Saved data entries:
....................

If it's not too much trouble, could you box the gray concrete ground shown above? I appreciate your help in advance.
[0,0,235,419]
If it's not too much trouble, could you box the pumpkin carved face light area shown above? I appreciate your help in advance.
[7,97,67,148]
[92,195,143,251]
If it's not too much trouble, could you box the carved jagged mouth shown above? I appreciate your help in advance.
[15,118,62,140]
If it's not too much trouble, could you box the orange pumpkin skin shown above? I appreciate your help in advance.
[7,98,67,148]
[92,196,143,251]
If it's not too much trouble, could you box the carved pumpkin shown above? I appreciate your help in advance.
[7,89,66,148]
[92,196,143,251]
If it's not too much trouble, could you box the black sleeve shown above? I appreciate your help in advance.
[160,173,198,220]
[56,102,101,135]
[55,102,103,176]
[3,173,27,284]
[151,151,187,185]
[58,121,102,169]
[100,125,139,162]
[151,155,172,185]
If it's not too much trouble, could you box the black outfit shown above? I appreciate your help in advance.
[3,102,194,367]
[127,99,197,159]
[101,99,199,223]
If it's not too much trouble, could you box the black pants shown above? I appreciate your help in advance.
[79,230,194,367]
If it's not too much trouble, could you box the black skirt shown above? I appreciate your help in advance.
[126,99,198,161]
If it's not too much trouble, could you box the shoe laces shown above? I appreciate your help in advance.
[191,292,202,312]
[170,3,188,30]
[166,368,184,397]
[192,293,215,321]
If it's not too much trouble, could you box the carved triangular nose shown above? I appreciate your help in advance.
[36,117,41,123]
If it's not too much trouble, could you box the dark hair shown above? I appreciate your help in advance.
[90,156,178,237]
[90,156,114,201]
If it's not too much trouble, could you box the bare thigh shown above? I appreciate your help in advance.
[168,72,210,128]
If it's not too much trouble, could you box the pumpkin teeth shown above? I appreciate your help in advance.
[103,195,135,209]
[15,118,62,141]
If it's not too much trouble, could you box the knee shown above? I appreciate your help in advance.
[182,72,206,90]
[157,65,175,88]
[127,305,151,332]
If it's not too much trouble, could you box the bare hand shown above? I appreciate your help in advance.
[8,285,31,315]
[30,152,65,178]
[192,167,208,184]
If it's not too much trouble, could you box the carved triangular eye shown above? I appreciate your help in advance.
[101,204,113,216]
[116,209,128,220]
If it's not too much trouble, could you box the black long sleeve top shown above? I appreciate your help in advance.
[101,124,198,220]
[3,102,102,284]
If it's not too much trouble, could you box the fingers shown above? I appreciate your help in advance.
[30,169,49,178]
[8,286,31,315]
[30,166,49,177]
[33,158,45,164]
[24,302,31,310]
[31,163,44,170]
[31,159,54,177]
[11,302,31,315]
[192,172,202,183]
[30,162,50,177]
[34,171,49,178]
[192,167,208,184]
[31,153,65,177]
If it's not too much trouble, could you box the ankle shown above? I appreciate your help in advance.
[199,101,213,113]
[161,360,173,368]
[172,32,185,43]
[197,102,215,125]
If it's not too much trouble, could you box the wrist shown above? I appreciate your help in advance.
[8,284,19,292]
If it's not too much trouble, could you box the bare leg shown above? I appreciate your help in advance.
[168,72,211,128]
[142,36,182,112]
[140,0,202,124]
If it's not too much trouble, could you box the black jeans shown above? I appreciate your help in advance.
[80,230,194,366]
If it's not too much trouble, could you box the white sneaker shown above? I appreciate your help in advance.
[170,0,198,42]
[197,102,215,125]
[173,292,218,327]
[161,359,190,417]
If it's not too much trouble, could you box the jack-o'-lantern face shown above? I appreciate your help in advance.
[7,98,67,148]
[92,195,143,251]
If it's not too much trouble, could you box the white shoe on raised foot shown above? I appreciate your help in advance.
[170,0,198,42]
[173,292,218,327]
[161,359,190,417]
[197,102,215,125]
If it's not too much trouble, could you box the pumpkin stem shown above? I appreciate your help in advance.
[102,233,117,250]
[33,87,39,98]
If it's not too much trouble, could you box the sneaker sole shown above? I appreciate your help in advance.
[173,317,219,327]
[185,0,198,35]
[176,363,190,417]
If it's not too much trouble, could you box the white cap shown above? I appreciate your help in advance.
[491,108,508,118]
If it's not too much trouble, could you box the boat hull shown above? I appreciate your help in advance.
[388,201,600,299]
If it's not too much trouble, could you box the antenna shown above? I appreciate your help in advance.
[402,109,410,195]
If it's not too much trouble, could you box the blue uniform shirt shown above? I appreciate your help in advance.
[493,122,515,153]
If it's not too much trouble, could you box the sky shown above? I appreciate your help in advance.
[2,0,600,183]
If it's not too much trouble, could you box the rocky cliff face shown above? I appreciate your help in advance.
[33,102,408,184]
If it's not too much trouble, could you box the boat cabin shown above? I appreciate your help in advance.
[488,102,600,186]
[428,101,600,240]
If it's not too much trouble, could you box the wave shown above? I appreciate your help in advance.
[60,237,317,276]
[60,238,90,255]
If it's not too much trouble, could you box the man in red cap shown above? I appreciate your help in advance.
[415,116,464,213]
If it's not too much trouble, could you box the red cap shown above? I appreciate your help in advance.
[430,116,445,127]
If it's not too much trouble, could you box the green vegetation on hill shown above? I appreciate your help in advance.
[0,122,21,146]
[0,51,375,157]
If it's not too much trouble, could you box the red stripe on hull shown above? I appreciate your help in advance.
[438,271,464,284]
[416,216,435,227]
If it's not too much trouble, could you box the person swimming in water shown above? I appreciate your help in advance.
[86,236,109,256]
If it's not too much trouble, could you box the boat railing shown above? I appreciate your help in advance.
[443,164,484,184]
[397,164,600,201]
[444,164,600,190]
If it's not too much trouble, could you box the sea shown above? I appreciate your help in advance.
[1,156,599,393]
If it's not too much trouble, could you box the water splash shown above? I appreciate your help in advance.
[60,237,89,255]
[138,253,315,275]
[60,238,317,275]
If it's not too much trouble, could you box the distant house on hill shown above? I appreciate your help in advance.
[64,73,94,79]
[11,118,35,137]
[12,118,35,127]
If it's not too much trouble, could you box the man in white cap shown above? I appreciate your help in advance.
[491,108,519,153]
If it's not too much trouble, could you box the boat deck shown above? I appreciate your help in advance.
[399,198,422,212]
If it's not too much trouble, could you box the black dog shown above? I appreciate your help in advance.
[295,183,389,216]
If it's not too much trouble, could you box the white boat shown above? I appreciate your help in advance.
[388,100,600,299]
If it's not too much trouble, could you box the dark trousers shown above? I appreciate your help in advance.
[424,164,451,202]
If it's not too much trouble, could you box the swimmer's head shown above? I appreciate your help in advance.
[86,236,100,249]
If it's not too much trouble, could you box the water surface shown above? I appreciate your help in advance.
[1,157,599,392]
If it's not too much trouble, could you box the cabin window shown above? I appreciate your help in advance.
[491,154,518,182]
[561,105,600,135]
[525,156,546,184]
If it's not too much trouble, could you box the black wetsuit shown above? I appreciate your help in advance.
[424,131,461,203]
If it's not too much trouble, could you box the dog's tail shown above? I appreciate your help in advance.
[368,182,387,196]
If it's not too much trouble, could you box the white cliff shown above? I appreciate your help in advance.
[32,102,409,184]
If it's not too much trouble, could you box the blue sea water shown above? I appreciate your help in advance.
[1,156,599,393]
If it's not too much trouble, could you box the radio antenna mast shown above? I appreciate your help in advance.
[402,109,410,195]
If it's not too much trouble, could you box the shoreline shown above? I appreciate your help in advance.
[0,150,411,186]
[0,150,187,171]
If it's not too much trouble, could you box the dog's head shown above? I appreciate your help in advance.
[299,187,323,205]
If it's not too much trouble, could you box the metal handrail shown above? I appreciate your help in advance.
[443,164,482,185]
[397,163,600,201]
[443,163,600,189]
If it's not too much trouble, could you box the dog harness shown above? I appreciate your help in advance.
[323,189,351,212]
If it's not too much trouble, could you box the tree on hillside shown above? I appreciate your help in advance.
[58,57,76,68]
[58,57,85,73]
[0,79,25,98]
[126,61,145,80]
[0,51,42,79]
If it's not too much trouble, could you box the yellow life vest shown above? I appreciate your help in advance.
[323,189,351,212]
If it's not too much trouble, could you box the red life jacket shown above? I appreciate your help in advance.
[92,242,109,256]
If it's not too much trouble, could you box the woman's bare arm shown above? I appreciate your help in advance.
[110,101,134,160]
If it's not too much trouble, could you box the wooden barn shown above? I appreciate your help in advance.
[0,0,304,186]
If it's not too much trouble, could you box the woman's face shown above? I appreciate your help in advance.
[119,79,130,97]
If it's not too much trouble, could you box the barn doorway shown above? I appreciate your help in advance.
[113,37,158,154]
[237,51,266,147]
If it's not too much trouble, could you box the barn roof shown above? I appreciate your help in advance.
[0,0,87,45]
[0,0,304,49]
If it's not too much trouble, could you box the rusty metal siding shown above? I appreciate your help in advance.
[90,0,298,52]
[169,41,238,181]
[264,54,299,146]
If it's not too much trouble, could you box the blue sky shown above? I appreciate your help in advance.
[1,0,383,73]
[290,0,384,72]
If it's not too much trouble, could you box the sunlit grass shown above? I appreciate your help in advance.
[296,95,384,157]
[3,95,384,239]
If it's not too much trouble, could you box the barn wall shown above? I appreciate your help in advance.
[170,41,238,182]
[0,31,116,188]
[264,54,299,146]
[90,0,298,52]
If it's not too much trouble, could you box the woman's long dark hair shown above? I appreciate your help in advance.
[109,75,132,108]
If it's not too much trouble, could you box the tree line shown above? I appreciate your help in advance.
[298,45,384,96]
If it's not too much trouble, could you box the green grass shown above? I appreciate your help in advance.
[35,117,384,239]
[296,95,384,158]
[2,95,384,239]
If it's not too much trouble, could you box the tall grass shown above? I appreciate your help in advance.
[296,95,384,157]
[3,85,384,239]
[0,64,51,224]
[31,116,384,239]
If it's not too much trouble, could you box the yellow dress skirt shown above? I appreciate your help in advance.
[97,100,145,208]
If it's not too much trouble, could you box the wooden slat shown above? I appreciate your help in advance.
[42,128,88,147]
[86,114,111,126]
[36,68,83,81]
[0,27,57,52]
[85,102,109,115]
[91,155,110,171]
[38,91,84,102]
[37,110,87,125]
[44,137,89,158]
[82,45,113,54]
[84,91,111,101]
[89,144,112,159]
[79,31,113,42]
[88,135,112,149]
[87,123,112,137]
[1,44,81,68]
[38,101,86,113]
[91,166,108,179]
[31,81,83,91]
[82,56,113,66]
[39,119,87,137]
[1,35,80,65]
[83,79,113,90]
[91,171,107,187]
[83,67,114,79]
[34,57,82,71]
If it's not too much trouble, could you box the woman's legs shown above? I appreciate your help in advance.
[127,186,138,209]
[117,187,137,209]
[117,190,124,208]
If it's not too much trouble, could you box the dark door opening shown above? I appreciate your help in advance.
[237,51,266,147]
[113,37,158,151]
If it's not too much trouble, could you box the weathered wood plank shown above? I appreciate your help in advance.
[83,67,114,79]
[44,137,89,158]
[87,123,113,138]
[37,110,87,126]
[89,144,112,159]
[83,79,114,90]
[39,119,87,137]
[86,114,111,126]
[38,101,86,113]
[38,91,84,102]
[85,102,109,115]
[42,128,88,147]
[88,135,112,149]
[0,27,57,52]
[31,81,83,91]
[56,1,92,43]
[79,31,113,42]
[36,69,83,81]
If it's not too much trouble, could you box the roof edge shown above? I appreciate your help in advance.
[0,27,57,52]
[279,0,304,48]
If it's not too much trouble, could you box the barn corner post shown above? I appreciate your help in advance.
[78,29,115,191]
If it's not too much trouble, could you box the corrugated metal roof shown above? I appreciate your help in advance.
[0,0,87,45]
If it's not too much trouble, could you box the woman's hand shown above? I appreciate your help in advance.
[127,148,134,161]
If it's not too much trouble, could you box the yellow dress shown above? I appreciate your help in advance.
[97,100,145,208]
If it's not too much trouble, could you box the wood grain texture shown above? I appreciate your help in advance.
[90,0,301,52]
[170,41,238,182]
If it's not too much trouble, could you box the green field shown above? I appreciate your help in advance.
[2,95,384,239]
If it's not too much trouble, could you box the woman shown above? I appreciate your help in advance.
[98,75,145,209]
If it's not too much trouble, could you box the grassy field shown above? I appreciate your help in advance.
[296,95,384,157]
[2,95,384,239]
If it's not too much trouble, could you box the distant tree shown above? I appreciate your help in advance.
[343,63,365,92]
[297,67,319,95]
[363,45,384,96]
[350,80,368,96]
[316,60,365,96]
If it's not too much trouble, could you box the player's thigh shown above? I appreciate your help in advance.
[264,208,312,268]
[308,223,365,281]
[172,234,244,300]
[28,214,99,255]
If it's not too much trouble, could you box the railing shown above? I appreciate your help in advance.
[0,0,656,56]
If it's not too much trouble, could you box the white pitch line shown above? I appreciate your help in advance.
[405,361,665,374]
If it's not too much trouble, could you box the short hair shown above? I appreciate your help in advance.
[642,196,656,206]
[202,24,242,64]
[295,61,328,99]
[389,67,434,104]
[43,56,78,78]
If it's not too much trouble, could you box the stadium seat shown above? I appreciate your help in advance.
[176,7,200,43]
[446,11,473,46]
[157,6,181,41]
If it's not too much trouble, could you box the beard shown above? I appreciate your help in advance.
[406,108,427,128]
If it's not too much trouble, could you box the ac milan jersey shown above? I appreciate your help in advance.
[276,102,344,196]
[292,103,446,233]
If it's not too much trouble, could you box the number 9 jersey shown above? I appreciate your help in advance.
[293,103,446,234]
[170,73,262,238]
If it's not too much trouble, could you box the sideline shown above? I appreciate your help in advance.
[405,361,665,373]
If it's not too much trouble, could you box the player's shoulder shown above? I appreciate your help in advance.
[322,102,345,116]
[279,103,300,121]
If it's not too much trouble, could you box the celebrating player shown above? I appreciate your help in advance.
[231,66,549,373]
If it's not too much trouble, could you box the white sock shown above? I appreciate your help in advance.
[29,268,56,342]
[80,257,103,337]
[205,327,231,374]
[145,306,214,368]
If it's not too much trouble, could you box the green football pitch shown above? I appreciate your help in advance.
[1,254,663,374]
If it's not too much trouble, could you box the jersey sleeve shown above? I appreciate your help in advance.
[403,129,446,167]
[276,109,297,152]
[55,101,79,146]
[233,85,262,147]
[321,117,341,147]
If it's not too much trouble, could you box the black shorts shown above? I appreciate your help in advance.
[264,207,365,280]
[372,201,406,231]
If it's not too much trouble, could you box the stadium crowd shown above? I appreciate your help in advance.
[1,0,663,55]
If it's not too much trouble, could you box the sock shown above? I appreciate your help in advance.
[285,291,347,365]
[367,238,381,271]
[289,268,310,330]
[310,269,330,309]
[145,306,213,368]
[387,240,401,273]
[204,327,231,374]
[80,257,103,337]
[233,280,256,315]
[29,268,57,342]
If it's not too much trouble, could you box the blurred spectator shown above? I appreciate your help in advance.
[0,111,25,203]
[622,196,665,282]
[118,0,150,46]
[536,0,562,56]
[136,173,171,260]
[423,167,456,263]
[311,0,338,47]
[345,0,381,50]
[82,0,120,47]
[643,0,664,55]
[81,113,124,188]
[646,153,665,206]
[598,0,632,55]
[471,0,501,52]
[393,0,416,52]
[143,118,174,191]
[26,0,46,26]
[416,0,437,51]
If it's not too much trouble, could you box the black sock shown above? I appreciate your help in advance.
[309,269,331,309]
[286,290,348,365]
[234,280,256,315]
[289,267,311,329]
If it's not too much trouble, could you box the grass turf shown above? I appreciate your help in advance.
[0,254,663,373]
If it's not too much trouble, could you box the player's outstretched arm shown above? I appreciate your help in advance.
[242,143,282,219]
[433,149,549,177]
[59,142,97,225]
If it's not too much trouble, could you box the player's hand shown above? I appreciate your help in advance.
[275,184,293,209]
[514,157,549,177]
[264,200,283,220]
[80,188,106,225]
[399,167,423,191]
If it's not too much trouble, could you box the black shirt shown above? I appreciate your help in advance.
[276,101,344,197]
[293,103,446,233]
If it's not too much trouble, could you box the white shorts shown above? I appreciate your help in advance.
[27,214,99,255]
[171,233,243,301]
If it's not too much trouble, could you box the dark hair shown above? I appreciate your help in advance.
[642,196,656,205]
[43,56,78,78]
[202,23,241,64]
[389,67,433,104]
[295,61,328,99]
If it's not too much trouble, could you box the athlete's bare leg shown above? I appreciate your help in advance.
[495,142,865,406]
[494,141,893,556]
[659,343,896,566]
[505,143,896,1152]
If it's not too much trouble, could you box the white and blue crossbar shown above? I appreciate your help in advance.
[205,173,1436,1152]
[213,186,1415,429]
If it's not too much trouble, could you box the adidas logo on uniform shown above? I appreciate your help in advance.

....................

● **Exercise**
What is needed is an exact copy of the line containing "the black shirt" and each line after it, through the final line of the entries above.

● **Result of the exercise**
If it's not too much trouble, could you box the black shirt shown above? I appreciate your help in advance.
[276,101,344,197]
[293,103,446,233]
If it's not too much trouble, could you box the white shorts shown above? I appreciate your help in advance.
[27,214,99,255]
[171,233,243,301]
If it's not too much trouble, could you box the dark hair shown above? I appreciate your help in advance.
[642,196,656,205]
[43,56,78,78]
[202,23,241,64]
[389,67,433,104]
[295,61,328,99]
If it's not too much trouble, could you box the athlete's bare leg shown above? I appreciate your help in advance.
[495,142,865,406]
[494,141,893,556]
[659,343,896,566]
[505,143,896,1152]
If it's not too much trouble, could you box the white and blue crossbar shown above? I appreciate your help in advance.
[205,173,1436,1152]
[213,186,1415,429]
If it's not too much trouble, could you box the adidas logo on uniform shown above? I appreciate your help in advance.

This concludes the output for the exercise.